#### 実施する課題
[1] Illustratorの効率的な使い方についての文章と照らし合わせ、次の(a)〜(c)が内容に合うかどうかを判定してください。それぞれ「はい」か「いいえ」で答え、判断の決め手となる本文の語句を一字も変えずに引用すること。
(a) Illustratorのショートカットキーは、デフォルトで約400個あると言われている。
(b) 筆者は、ショートカットキーや便利ツールを使わなければデザインはできないと述べている。
(c) 筆者がデザイナーの仕事の工程で一番大切にしているのは、「ひらめき」と「アウトプット」である。
[2] Illustratorの効率的な使い方についての文章を、最後の文の後から書き継ぐこと。

#### 抜粋
Illustratorを効率よく使いこなすには?
現役デザイナーがご紹介します!
私がデザイナーの仕事の工程で、一番大切にしている部分は「ひらめき」と「アウトプット」です。そうしてアウトプットにたどり着くまでに色々なことを考えます。
誰が見る?いつ使う?どこで?なぜ?テイストは?色は?フォントは?サイズは?などなど…。考えることは多岐にわたり、そこに時間を割くためにも、イメージしたものを効率よく、スピーディーに制作する必要があります。
そこで今回私が紹介したいのは、デザイナーならぜひ知っておいてほしいIllustratorで作業するときに便利なショートカットやツールです。
Illustratorのショートカットキーはデフォルトでも約400個ほどあると言われています。
ショートカットキーや便利ツールを使わなくてもデザインはできますが、同じものを制作するにしても、ツールバーやパレットから、その都度選択しているとトータルでかなりの時間を費やすことになります。一瞬で変更できるツールを知っておいて損はないと思います。

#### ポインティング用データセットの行
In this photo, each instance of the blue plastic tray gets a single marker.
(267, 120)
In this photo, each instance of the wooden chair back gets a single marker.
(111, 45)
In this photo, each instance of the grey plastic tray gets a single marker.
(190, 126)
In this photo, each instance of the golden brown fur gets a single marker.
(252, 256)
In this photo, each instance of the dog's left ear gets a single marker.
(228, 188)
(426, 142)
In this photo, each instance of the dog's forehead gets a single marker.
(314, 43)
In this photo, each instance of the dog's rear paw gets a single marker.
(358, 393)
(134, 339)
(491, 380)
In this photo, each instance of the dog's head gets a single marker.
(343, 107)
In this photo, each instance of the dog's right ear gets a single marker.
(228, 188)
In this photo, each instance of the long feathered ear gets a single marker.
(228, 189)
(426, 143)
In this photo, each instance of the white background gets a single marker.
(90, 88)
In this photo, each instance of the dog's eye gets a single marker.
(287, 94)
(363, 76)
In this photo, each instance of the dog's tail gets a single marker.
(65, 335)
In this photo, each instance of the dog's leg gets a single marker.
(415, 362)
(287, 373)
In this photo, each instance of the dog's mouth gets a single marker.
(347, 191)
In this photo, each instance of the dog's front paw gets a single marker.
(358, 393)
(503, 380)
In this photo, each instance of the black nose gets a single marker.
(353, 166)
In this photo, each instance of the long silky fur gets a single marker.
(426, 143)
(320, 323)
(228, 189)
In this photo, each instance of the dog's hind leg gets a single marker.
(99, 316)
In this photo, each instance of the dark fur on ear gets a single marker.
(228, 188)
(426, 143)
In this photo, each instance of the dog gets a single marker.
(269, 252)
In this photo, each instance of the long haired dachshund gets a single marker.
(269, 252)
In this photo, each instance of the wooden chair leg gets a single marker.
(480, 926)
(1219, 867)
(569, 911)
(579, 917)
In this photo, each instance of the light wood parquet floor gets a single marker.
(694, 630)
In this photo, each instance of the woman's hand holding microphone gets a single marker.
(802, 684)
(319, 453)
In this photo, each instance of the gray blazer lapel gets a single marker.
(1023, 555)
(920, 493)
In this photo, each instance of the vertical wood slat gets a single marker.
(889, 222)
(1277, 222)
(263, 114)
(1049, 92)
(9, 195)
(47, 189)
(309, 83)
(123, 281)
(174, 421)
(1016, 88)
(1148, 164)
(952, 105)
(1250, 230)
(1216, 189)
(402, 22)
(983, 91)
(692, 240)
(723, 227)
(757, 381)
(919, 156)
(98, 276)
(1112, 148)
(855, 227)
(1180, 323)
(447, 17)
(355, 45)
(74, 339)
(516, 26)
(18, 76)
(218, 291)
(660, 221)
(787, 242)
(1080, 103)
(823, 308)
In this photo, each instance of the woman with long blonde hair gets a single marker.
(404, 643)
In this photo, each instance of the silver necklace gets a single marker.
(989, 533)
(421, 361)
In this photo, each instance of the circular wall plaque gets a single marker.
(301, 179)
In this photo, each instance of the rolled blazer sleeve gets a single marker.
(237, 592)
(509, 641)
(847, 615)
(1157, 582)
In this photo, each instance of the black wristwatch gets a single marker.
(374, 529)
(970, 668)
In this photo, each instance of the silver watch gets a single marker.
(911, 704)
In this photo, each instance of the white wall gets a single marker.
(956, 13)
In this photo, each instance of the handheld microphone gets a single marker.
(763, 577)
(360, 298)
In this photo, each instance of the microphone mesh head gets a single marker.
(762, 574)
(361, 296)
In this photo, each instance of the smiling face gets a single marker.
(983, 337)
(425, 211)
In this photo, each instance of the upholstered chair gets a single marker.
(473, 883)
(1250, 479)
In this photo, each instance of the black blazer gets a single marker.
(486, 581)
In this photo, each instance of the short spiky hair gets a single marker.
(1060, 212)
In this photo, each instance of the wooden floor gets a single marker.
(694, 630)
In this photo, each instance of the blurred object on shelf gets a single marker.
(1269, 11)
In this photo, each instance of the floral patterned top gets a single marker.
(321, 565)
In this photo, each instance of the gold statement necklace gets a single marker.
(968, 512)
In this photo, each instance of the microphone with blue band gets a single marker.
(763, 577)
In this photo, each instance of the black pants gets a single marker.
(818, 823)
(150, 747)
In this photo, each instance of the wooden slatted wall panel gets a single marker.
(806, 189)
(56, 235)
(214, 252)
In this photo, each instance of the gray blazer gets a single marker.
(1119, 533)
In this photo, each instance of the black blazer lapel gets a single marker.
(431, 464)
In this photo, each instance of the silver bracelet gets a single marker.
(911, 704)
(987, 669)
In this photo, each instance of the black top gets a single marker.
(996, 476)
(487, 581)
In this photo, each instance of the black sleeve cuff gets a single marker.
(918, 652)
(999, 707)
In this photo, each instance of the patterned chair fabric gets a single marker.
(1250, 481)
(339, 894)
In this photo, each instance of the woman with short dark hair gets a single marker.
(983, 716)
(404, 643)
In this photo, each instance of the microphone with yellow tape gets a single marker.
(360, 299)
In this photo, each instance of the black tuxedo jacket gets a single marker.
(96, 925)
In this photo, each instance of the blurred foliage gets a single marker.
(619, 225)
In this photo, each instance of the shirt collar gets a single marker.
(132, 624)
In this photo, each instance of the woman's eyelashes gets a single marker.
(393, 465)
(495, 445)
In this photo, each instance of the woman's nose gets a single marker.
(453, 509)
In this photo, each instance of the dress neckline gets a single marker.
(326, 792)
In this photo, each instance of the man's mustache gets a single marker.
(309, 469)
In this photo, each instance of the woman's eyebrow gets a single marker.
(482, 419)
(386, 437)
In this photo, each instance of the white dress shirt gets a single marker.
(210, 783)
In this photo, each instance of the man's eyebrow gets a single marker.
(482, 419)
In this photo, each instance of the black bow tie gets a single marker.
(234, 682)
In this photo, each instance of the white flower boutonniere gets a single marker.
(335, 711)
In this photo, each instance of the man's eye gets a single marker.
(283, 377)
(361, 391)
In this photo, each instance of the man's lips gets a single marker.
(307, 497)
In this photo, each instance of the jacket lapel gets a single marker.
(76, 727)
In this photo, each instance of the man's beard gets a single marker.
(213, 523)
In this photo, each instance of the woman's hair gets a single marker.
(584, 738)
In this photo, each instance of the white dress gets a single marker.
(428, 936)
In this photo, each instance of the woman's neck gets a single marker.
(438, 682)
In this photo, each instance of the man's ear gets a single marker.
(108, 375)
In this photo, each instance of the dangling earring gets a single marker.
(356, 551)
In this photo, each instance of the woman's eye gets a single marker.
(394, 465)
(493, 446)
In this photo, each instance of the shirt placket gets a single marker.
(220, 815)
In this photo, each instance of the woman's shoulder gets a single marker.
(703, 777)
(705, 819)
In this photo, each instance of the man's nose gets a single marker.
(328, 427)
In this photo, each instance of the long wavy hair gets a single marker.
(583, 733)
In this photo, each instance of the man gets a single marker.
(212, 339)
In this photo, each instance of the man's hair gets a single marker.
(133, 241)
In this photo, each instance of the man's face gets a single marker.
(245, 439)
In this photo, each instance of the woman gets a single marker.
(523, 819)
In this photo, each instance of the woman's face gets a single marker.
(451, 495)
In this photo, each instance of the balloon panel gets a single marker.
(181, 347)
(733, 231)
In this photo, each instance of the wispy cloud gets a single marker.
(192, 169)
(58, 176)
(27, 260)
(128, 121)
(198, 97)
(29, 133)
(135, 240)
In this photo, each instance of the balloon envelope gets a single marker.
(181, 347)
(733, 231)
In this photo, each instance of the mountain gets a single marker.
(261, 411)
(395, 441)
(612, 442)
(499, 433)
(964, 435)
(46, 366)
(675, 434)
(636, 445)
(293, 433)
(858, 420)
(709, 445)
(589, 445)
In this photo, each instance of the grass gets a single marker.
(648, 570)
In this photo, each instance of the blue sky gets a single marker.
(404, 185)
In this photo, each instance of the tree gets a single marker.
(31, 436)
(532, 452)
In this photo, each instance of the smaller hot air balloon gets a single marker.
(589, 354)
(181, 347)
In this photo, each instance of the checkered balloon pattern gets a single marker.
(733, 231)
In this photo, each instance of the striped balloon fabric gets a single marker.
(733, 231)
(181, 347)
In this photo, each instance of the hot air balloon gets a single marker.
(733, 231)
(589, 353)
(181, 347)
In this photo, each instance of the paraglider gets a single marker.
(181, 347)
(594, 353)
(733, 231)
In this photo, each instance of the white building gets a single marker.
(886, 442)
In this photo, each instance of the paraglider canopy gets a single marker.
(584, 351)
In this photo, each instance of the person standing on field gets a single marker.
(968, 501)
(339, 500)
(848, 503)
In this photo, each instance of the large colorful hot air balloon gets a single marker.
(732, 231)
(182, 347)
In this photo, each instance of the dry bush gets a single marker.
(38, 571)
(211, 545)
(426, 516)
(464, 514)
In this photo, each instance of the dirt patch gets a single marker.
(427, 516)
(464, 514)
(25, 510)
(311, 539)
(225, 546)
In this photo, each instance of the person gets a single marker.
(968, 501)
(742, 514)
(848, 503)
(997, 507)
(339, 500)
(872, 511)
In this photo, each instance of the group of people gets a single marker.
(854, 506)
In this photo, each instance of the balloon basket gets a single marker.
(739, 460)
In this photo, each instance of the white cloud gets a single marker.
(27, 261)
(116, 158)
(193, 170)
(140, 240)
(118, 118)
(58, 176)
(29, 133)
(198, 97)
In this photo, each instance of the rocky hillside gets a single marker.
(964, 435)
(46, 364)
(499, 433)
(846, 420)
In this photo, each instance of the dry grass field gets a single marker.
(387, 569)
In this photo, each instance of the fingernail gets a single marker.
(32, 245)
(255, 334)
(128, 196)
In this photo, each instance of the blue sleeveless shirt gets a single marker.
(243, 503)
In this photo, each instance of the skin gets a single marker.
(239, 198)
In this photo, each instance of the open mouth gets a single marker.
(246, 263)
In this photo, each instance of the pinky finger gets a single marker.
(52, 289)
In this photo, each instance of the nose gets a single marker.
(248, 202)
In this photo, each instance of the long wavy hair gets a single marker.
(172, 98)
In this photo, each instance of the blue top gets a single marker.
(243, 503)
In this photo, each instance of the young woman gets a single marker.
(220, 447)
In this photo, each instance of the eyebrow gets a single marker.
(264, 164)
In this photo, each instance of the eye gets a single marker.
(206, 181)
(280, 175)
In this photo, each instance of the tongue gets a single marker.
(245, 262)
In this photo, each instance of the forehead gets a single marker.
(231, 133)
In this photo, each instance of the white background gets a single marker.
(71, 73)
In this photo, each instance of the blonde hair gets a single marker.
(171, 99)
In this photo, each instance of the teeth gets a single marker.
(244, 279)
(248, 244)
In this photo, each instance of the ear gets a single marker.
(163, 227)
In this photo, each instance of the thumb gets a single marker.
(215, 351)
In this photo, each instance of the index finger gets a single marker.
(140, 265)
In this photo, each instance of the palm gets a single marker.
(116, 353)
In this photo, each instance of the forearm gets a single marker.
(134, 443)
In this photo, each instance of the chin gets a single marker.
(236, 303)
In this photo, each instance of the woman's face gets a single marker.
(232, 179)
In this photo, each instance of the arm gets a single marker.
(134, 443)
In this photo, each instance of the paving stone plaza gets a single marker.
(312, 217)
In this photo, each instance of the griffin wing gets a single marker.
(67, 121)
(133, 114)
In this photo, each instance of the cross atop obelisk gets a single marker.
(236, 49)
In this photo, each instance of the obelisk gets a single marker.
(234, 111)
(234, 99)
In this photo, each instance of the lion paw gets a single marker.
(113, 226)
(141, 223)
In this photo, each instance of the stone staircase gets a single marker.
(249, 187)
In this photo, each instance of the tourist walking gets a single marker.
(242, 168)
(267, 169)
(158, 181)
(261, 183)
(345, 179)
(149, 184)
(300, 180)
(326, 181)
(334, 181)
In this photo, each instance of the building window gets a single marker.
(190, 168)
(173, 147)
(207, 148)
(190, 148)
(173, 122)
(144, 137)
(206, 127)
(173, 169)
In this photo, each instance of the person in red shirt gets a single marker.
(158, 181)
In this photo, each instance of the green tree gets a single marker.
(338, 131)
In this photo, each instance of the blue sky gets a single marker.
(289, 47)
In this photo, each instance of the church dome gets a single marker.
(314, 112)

#### 課題の出力
[1]
(a) はい。「Illustratorのショートカットキーはデフォルトでも約400個ほどあると言われています。」
(b) いいえ。「ショートカットキーや便利ツールを使わなくてもデザインはできますが」
(c) はい。「一番大切にしている部分は「ひらめき」と「アウトプット」です。」

[2]
作業時間を減らすことでデザインを考えることに時間を割くことができ、クオリティの向上につながります。
ぜひ、ショートカットキーや便利ツールを覚えて作業効率をあげていきましょう。
毎日使える簡単ショートカットキー
「ショートカット等のテクニックを使うことで年間100時間の時短を実現」という内容の書籍が出ているほど、毎日よく使用するソフトにおいて、ショートカットは作業効率向上にとても有効です。
ショートカットキーを使う準備は、右手はマウスやペンタブを持って、左手はキーボードに添えるだけです。ショートカットの重要なキーはキーボードの左側に集まっていて、「⌘」「Ctrl」「Shift」と組み合わせるだけなのです。とても簡単です。
手のひらツール(スペースキー+ドラッグ)
これは毎日使う機会が多いのではないでしょうか。Illustratorの作業画面を動かすツールです。スペースキーを押しながらドラッグすると好きな画面に素早く移動させることができます。もし、画面下のスクロールバーで移動している人がいたら、今すぐ使ってみましょう。
保存(⌘S)、別名保存(⌘ShiftS)
作業途中でフリーズしたり、Illustratorが落ちてしまったら制作に費やした時間が無駄になってしまいます。こんな事態にならないように、こまめに保存しましょう。そのたびにツールバーから保存していると効率が悪いので、⌘Sで保存しましょう。これも毎日よく使うショートカットです。
スポイトツール(Iキー+クリック)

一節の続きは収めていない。